Krótkie zadanie A ▸
Skopiuj bez zmian fragment recenzji „Mechanicznego Anioła”, zaczynając od słów „Jednak pewnego,pięknego dnia,gdy” i ciągnąc aż do słów „dość obszerną książką.”.
Krótkie zadanie B ▸
Jak brzmi po angielsku to zdanie z recenzji „Mechanicznego Anioła”: „»Mechaniczny Anioł« to pierwszy tom trylogii »Diabelskie Maszyny« i prequel »Darów Anioła«.”?
Krótkie zadanie C ▸
Dopisz dalszy ciąg recenzji „Mechanicznego Anioła”, zaczynając od miejsca po jej ostatnim zdaniu.

"Mechaniczny Anioł"


Już od dawna przymierzałam się do powieści Cassandry Clare,ale jakoś się nie mogłam za to zabrać,szczególnie,że sen z powiek spędzały mi lektury szkolne.
Jednak pewnego,pięknego dnia,gdy byłam w bibliotece,i właśnie zmierzałam w kierunku półki z literaturą autorów hiszpańskich,by zobaczyć,czy wreszcie jest "Gra anioła" Zafona,gdy mój wzrok padł na "Mechanicznego anioła",więc bez wahania porwałam go z półki.
"Mechaniczny Anioł" to pierwszy tom trylogii "Diabelskie Maszyny" i prequel "Darów Anioła".
Przyznam się,że na początku książka nudziła mnie śmiertelnie,akcja się wlokła,i wydawała mi się zbyt pretensjonalna. Skąd znamy schemat pt."piękna dziewczyna i dwóch zakochanych w niej facetów,i ona nie wie którego ma wybrać"? Bo mi się to kojarzy ze "Zmierzchem". Ale dalej było już tylko lepiej,i zanim się spostrzegłam fabuła wciągnęła mnie niesamowicie,i bardzo szybko się uporałam z dość obszerną książką.

Wiersze ▸

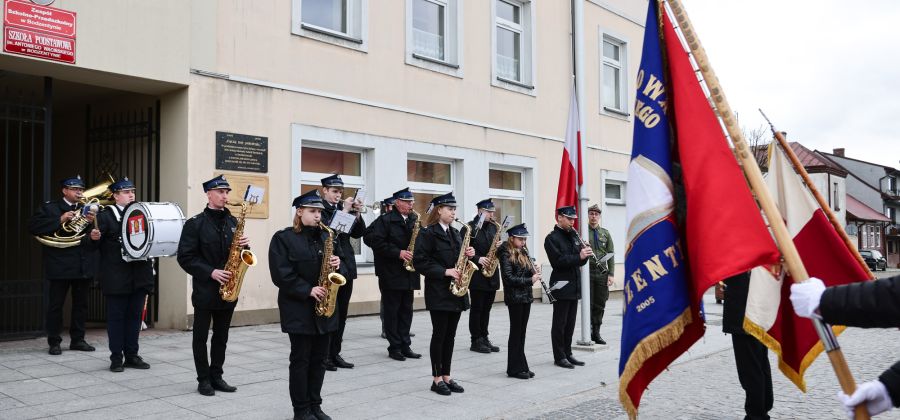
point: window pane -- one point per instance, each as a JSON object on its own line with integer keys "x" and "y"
{"x": 428, "y": 29}
{"x": 329, "y": 14}
{"x": 504, "y": 180}
{"x": 508, "y": 54}
{"x": 330, "y": 161}
{"x": 507, "y": 11}
{"x": 431, "y": 172}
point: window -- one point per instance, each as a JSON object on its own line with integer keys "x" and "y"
{"x": 613, "y": 78}
{"x": 513, "y": 42}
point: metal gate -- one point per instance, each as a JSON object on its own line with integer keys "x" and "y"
{"x": 124, "y": 144}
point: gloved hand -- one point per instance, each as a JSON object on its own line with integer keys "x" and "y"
{"x": 806, "y": 296}
{"x": 873, "y": 394}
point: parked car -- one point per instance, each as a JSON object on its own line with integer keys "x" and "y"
{"x": 874, "y": 259}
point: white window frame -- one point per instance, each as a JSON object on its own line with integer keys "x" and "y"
{"x": 527, "y": 61}
{"x": 453, "y": 39}
{"x": 622, "y": 66}
{"x": 355, "y": 38}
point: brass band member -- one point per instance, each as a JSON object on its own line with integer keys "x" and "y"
{"x": 65, "y": 268}
{"x": 295, "y": 260}
{"x": 519, "y": 276}
{"x": 332, "y": 192}
{"x": 483, "y": 290}
{"x": 566, "y": 254}
{"x": 389, "y": 238}
{"x": 435, "y": 257}
{"x": 202, "y": 252}
{"x": 125, "y": 284}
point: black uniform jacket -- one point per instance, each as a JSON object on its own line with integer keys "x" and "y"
{"x": 434, "y": 254}
{"x": 517, "y": 285}
{"x": 295, "y": 259}
{"x": 203, "y": 247}
{"x": 77, "y": 262}
{"x": 348, "y": 260}
{"x": 117, "y": 276}
{"x": 482, "y": 243}
{"x": 387, "y": 236}
{"x": 563, "y": 249}
{"x": 870, "y": 304}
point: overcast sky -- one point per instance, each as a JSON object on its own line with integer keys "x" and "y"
{"x": 827, "y": 72}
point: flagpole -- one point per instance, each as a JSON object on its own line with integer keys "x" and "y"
{"x": 821, "y": 200}
{"x": 754, "y": 177}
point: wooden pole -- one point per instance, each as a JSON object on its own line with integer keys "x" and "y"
{"x": 754, "y": 177}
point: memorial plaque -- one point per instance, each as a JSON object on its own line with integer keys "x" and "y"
{"x": 241, "y": 152}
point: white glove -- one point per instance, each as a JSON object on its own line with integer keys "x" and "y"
{"x": 806, "y": 296}
{"x": 873, "y": 394}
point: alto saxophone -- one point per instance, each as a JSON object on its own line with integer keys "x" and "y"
{"x": 491, "y": 267}
{"x": 466, "y": 268}
{"x": 328, "y": 279}
{"x": 412, "y": 243}
{"x": 239, "y": 260}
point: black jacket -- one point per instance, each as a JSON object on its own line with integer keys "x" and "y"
{"x": 517, "y": 285}
{"x": 387, "y": 236}
{"x": 482, "y": 243}
{"x": 434, "y": 254}
{"x": 870, "y": 304}
{"x": 294, "y": 263}
{"x": 117, "y": 276}
{"x": 77, "y": 262}
{"x": 563, "y": 249}
{"x": 356, "y": 231}
{"x": 203, "y": 247}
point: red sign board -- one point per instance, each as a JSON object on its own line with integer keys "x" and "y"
{"x": 39, "y": 18}
{"x": 36, "y": 44}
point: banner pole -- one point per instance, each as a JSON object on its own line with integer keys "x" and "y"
{"x": 754, "y": 177}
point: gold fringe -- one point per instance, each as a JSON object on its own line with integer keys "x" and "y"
{"x": 647, "y": 348}
{"x": 793, "y": 375}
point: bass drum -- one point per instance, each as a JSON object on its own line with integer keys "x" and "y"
{"x": 151, "y": 230}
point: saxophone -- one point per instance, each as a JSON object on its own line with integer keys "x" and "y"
{"x": 328, "y": 279}
{"x": 491, "y": 267}
{"x": 412, "y": 243}
{"x": 466, "y": 268}
{"x": 239, "y": 260}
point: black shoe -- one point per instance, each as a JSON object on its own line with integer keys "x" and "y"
{"x": 136, "y": 362}
{"x": 408, "y": 353}
{"x": 574, "y": 361}
{"x": 205, "y": 388}
{"x": 219, "y": 384}
{"x": 440, "y": 387}
{"x": 316, "y": 411}
{"x": 454, "y": 387}
{"x": 341, "y": 363}
{"x": 564, "y": 363}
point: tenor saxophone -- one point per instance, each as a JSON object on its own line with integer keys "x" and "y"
{"x": 328, "y": 279}
{"x": 239, "y": 260}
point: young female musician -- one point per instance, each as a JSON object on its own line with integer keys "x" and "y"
{"x": 435, "y": 256}
{"x": 519, "y": 276}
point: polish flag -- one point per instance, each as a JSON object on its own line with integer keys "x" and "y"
{"x": 770, "y": 316}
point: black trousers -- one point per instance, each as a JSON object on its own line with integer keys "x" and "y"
{"x": 443, "y": 336}
{"x": 563, "y": 327}
{"x": 480, "y": 313}
{"x": 343, "y": 302}
{"x": 123, "y": 323}
{"x": 397, "y": 318}
{"x": 56, "y": 296}
{"x": 755, "y": 375}
{"x": 307, "y": 373}
{"x": 221, "y": 322}
{"x": 518, "y": 325}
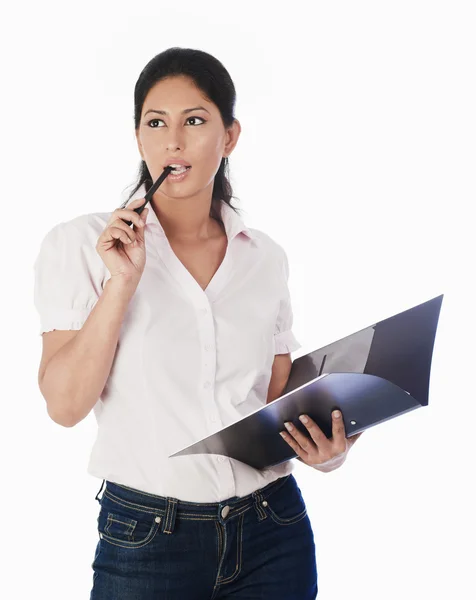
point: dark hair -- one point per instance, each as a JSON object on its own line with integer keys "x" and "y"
{"x": 211, "y": 77}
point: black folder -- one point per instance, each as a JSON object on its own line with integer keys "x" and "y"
{"x": 371, "y": 376}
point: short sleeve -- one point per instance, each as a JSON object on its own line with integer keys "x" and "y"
{"x": 284, "y": 338}
{"x": 67, "y": 278}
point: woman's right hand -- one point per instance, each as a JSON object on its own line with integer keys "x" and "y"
{"x": 124, "y": 258}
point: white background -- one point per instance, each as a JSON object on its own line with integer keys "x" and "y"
{"x": 357, "y": 154}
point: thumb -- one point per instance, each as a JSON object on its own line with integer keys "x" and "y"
{"x": 140, "y": 231}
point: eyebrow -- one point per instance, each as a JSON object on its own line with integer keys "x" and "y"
{"x": 184, "y": 112}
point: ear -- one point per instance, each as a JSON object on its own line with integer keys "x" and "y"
{"x": 232, "y": 135}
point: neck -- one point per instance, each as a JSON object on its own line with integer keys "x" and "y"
{"x": 185, "y": 219}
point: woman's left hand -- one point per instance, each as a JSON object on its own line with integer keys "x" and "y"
{"x": 320, "y": 452}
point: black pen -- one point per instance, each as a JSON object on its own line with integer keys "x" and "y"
{"x": 151, "y": 192}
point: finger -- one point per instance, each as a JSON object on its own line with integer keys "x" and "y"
{"x": 353, "y": 438}
{"x": 338, "y": 432}
{"x": 304, "y": 442}
{"x": 126, "y": 214}
{"x": 294, "y": 445}
{"x": 316, "y": 433}
{"x": 119, "y": 234}
{"x": 119, "y": 224}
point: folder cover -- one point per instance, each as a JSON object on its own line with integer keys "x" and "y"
{"x": 371, "y": 376}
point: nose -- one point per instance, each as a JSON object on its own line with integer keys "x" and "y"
{"x": 174, "y": 138}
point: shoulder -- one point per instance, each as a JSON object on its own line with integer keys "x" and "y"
{"x": 269, "y": 245}
{"x": 72, "y": 244}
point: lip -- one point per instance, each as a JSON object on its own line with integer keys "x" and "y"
{"x": 174, "y": 178}
{"x": 177, "y": 161}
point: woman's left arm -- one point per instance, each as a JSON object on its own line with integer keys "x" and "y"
{"x": 320, "y": 452}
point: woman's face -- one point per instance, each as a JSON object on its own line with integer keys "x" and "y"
{"x": 198, "y": 136}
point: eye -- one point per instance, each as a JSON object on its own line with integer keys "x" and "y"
{"x": 189, "y": 118}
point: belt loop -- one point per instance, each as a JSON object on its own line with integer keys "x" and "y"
{"x": 170, "y": 514}
{"x": 102, "y": 485}
{"x": 258, "y": 505}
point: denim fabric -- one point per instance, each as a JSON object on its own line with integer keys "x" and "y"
{"x": 150, "y": 547}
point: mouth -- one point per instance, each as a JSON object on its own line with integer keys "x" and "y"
{"x": 178, "y": 169}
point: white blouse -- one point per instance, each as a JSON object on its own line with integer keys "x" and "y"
{"x": 188, "y": 362}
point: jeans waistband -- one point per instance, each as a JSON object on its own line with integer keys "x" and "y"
{"x": 173, "y": 508}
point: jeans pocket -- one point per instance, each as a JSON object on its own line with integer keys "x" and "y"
{"x": 124, "y": 527}
{"x": 286, "y": 506}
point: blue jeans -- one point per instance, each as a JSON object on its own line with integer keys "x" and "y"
{"x": 260, "y": 546}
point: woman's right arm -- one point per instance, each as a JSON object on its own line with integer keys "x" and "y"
{"x": 73, "y": 379}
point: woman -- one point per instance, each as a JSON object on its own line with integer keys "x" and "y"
{"x": 178, "y": 343}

Odpowiedź na zadanie A ▸
Jednak pewnego,pięknego dnia,gdy byłam w bibliotece,i właśnie zmierzałam w kierunku półki z literaturą autorów hiszpańskich,by zobaczyć,czy wreszcie jest "Gra anioła" Zafona,gdy mój wzrok padł na "Mechanicznego anioła",więc bez wahania porwałam go z półki.
"Mechaniczny Anioł" to pierwszy tom trylogii "Diabelskie Maszyny" i prequel "Darów Anioła".
Przyznam się,że na początku książka nudziła mnie śmiertelnie,akcja się wlokła,i wydawała mi się zbyt pretensjonalna. Skąd znamy schemat pt."piękna dziewczyna i dwóch zakochanych w niej facetów,i ona nie wie którego ma wybrać"? Bo mi się to kojarzy ze "Zmierzchem". Ale dalej było już tylko lepiej,i zanim się spostrzegłam fabuła wciągnęła mnie niesamowicie,i bardzo szybko się uporałam z dość obszerną książką.

Odpowiedź na zadanie B ▸
"Clockwork Angel" is the first volume of "The Infernal Devices" trilogy and a prequel to "The Mortal Instruments."

Odpowiedź na zadanie C ▸
Przede wszystkim podobają mi się świetnie wykreowane dwie postacie-Will i Jem. Trochę takie przeciwieństwa,Will czarnowłosy,niebieskooki i arogancki,natomiast Jem o srebrnych włosach i oczach,o miłym obejściu. Postać Tessy,głównej bohaterki,często mnie irytowała,wydawała mi się po prostu płytka,czasem po prostu głupia. Na plus zaliczę jej,że kocha czytać książki,podobnie jak ja;)
Akcja książki toczy się w wiktoriańskim Londynie,pełnym ciasnych uliczek,i tajemnic. Gdzieś w samym środku Londynu mieści się Instytut,siedziba Nocnych Łowców,którym kieruje energiczna Charlotte Branwell. I tutaj wkracza nasza główna bohaterka,czyli Tessa Gray,która po śmierci ciotki przenosi się na zaproszenie brata,Nathaniela,do angielskiego miasta. Miało być pięknie,sielsko i anielsko,ale Tessę porywają Mroczne Siostry,i odtąd biedna Theresa musi im służyć,i to nie w sposób zwyczajny, o nie. Bowiem Tessa posiada specjalny dar,który sprawia,że jest ona wyjątkowa.
Warto zwrócić uwagę na niebanalne opisy miejsc,w których rozgrywa się akcja,w dodatku miejsca są klimatyczne i doskonale dobrane do książki.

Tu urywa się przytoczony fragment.